TASK TO COMPLETE: Copy the passage from the text below about hedging Tesla stock, starting at "In the automotive" and ending at "in the world.".

SELECTION:
In the automotive industry Tesla has both become a trendsetter in electric vehicle adoption. The social media fandom for the company, its products as well as its founder Elon Musk has made it a meme stock. While it’s uncertain if this fandom is the reason for the company stock being so massively overvalued in terms of earnings and sales ratios, the fact remains that the stock is far, far ahead of its ratio-driven “fair value”. This is a widespread problem in the U.S. equity market – itself the most overvalued in the world.
Hedging for volatility is a challenge but not impossible. Given the high interest in Tesla’s stock in Europe, a number of issuers offer exchange-traded products (ETPs) that offer magnified exposure in either the downside or the upside of the stock’s trajectory. These products offer Tesla stockholders an interesting new solution to the question of value preservation. Let’s consider two such ETPs – a -3X Short Tesla ETP (TS3S) and a +3X Long Tesla ETP (TSLS) – to demonstrate a potential strategy. While the previous article had discussed the value of using TS3S to prop up portfolio values in across a relatively short duration, this article will demonstrate the utility of the approach of using ETPs in either direction in overall portfolio management.
A Rule-Based Hedging/Value Preservation Strategy
Let’s consider a sum of $10 million that needs to be invested in Tesla. The base case would be the outright purchase of 8,334 stocks as of the closing price on January 3rd of this year. The alternative would be an 80:20 split such that an initial amount of $2 million is reserved for the tactical purchase of ETPs in either leverage factor. This amount is not topped up or drawn down at any time; in the event of a sale of the ETPs, the proceeds are used to purchase the next batch of ETPs. The remaining $8 million is used to purchase 6,667 Tesla stocks on January 3rd.

MATERIAL SUPPLIED:

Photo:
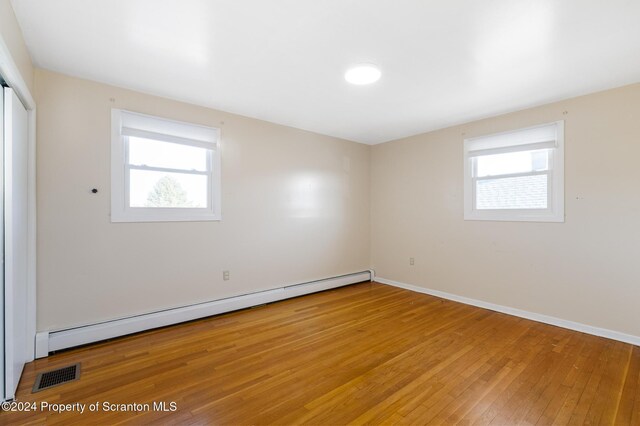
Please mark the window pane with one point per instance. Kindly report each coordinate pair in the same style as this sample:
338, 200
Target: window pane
161, 189
522, 192
512, 162
148, 152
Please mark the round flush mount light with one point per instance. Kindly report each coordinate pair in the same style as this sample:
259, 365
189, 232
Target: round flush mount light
363, 74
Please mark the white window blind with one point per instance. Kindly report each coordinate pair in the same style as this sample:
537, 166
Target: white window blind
516, 175
533, 138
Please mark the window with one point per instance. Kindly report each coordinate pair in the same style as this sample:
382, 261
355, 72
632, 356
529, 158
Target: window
516, 176
163, 170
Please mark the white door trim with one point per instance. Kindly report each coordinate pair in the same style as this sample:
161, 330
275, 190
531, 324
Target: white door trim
11, 74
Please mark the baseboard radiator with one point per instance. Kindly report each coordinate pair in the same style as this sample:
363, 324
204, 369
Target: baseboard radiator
49, 341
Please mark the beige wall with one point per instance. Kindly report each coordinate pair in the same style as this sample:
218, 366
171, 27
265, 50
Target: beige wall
585, 270
12, 36
295, 208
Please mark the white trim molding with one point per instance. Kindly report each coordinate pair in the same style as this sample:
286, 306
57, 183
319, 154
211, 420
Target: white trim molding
54, 340
571, 325
11, 74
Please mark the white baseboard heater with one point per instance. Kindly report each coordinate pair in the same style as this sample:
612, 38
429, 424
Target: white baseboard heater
48, 341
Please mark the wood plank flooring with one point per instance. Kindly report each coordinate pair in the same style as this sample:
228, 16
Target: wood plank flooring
363, 354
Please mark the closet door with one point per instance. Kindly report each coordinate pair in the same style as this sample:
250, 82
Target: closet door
15, 239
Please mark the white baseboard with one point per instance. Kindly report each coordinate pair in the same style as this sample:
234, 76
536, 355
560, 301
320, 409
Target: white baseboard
571, 325
54, 340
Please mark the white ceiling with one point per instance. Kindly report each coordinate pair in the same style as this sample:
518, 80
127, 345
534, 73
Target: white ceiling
444, 62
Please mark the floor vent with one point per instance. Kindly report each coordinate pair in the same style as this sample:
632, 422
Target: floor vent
57, 377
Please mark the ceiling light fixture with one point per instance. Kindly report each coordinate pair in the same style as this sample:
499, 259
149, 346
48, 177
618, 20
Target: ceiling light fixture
363, 74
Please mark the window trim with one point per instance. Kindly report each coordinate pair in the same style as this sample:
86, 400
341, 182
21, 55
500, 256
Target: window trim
555, 174
165, 130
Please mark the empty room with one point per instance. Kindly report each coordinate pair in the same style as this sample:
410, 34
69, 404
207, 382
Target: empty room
320, 212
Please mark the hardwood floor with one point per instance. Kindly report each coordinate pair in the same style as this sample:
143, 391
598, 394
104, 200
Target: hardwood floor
367, 353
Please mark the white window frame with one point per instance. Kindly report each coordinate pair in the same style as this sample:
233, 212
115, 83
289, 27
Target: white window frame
126, 123
545, 136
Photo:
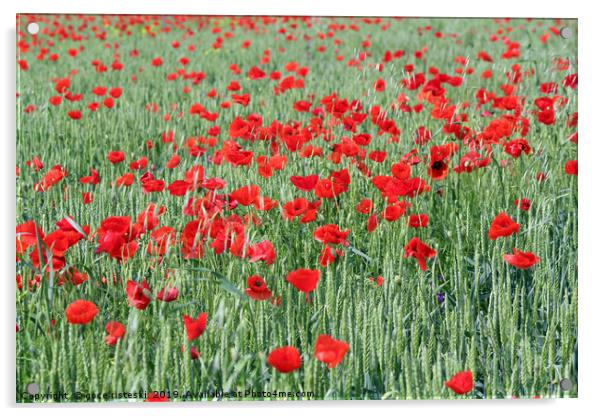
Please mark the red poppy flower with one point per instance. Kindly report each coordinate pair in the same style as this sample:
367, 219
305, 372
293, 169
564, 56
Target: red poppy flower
115, 330
139, 294
420, 251
81, 312
285, 359
257, 289
51, 178
521, 259
330, 351
75, 114
305, 183
418, 220
304, 280
331, 234
502, 226
365, 206
461, 383
517, 146
195, 327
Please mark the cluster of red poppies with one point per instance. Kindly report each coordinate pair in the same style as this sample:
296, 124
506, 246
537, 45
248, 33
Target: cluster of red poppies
360, 140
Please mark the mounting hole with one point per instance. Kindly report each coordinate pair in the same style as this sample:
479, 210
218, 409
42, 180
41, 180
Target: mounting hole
566, 384
565, 32
32, 388
33, 28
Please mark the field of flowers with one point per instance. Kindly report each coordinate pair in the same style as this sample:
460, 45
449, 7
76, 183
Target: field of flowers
261, 208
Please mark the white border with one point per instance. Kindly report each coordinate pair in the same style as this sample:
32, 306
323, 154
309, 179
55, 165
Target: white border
590, 154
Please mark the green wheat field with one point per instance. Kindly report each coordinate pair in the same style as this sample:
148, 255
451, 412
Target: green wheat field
154, 165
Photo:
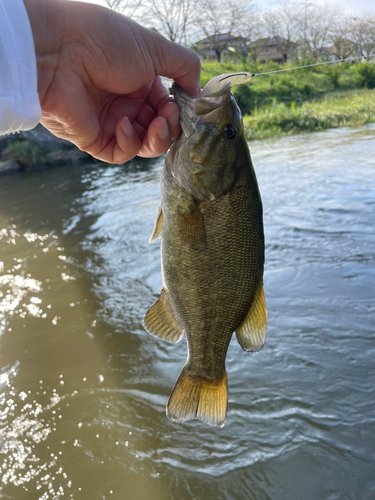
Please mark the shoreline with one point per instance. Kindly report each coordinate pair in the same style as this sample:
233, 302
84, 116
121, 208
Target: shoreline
340, 109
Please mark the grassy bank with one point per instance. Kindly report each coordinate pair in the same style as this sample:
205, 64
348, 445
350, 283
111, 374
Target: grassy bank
303, 100
335, 110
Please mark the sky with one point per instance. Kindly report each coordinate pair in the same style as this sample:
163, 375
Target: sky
360, 6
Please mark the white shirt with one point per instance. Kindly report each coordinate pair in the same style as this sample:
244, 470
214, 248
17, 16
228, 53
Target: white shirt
19, 101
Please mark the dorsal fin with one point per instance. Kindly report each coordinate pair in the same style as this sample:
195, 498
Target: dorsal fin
156, 233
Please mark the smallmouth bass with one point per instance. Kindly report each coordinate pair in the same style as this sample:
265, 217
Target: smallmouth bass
212, 250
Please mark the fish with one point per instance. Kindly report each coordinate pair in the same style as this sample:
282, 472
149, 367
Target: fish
212, 250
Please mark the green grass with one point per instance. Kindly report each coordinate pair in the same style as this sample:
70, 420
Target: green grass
303, 100
335, 110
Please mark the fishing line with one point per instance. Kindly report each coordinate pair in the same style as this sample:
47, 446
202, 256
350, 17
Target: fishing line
310, 65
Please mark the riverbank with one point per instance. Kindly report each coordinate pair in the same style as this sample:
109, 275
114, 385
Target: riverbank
342, 109
37, 149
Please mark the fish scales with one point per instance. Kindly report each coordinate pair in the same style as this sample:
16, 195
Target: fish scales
212, 248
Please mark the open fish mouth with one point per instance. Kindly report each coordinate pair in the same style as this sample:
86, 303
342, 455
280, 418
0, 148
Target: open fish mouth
206, 105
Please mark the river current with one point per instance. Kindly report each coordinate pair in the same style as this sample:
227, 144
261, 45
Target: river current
83, 388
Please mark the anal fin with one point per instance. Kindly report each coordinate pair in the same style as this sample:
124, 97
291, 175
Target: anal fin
156, 233
198, 397
251, 335
160, 321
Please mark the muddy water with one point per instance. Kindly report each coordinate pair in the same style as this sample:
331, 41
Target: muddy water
83, 388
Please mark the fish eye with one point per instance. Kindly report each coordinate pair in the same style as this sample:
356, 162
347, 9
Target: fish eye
230, 131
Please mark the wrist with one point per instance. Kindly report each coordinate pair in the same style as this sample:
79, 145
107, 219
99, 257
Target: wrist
47, 20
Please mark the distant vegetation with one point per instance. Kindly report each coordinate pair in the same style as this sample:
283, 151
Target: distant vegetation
302, 100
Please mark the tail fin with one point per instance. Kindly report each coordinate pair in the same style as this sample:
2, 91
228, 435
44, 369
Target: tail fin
197, 397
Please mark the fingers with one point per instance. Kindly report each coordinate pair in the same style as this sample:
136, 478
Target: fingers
128, 143
176, 62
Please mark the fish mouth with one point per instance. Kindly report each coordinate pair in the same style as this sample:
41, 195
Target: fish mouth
199, 108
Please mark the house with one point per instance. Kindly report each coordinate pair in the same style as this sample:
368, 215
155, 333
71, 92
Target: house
223, 46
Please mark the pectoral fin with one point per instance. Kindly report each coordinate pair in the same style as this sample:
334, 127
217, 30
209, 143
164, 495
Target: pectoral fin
160, 321
192, 229
251, 335
156, 233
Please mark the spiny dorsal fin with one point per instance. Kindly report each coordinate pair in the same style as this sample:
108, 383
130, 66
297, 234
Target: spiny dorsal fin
192, 229
160, 321
197, 397
251, 335
156, 233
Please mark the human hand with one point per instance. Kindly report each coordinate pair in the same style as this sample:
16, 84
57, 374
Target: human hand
99, 83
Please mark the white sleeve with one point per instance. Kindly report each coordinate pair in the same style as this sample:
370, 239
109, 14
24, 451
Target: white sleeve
19, 101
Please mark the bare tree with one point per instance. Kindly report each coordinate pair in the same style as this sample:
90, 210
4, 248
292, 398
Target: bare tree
219, 19
341, 37
127, 7
317, 24
173, 18
284, 24
363, 31
252, 29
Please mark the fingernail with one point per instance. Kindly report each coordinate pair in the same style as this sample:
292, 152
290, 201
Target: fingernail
163, 134
175, 118
126, 127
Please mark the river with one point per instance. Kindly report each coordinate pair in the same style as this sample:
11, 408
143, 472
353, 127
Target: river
83, 388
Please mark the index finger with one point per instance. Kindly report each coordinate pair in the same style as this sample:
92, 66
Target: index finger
176, 62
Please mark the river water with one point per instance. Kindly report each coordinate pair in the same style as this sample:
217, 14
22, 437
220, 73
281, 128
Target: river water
83, 388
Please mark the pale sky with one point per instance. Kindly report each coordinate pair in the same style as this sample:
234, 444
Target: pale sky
360, 6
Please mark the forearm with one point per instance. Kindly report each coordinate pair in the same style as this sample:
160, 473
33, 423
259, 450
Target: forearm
19, 101
47, 20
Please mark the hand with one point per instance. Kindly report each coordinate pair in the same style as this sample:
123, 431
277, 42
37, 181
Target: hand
99, 83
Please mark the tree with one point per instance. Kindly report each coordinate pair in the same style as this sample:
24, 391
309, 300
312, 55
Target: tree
340, 37
363, 30
253, 30
173, 18
127, 7
284, 23
317, 23
218, 20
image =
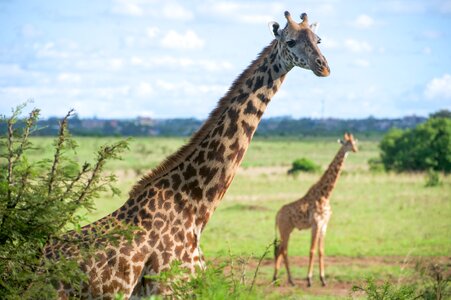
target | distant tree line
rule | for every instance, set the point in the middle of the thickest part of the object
(425, 147)
(278, 126)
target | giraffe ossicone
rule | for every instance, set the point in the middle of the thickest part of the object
(172, 204)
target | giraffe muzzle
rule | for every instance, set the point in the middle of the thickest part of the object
(320, 67)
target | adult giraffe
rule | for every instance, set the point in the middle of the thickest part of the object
(172, 204)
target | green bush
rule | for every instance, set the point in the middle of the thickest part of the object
(386, 291)
(226, 280)
(376, 165)
(38, 203)
(432, 283)
(432, 178)
(428, 146)
(303, 165)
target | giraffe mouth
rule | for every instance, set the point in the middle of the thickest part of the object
(320, 67)
(321, 71)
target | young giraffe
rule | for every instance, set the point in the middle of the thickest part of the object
(311, 211)
(172, 204)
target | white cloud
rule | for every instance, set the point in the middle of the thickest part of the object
(30, 31)
(357, 46)
(255, 19)
(363, 21)
(250, 13)
(431, 34)
(115, 63)
(190, 89)
(143, 89)
(439, 88)
(427, 50)
(152, 32)
(328, 43)
(187, 40)
(177, 12)
(69, 78)
(125, 7)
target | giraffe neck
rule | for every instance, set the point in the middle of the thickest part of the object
(326, 184)
(194, 179)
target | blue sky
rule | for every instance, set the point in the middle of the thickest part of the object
(165, 59)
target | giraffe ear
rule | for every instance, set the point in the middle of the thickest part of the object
(274, 27)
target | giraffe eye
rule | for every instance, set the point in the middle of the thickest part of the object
(291, 43)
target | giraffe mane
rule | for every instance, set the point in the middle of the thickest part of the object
(183, 152)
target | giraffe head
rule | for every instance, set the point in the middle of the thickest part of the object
(299, 45)
(349, 143)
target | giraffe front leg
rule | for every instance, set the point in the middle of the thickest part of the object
(313, 244)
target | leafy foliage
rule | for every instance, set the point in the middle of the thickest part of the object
(432, 178)
(38, 203)
(433, 283)
(376, 165)
(303, 165)
(386, 291)
(226, 280)
(426, 147)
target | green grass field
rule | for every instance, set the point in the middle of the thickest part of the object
(381, 223)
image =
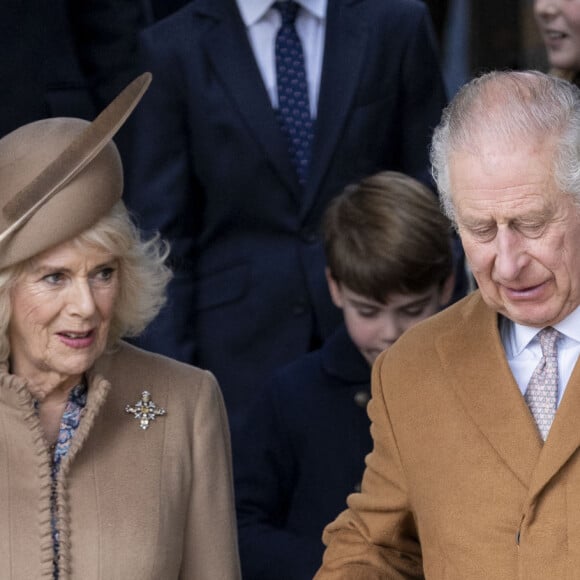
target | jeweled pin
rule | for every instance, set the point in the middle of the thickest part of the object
(145, 410)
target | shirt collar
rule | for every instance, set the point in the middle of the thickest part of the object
(517, 337)
(254, 10)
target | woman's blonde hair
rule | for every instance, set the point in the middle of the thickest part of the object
(143, 276)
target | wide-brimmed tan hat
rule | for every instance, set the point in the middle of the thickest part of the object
(59, 176)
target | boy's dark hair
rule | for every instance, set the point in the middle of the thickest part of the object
(387, 235)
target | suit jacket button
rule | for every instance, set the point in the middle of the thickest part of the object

COMPLETE RESPONSE:
In the automotive industry Tesla has both become a trendsetter in electric vehicle adoption. The social media fandom for the company, its products as well as its founder Elon Musk has made it a meme stock. While it’s uncertain if this fandom is the reason for the company stock being so massively overvalued in terms of earnings and sales ratios, the fact remains that the stock is far, far ahead of its ratio-driven “fair value”. This is a widespread problem in the U.S. equity market – itself the most overvalued in the world.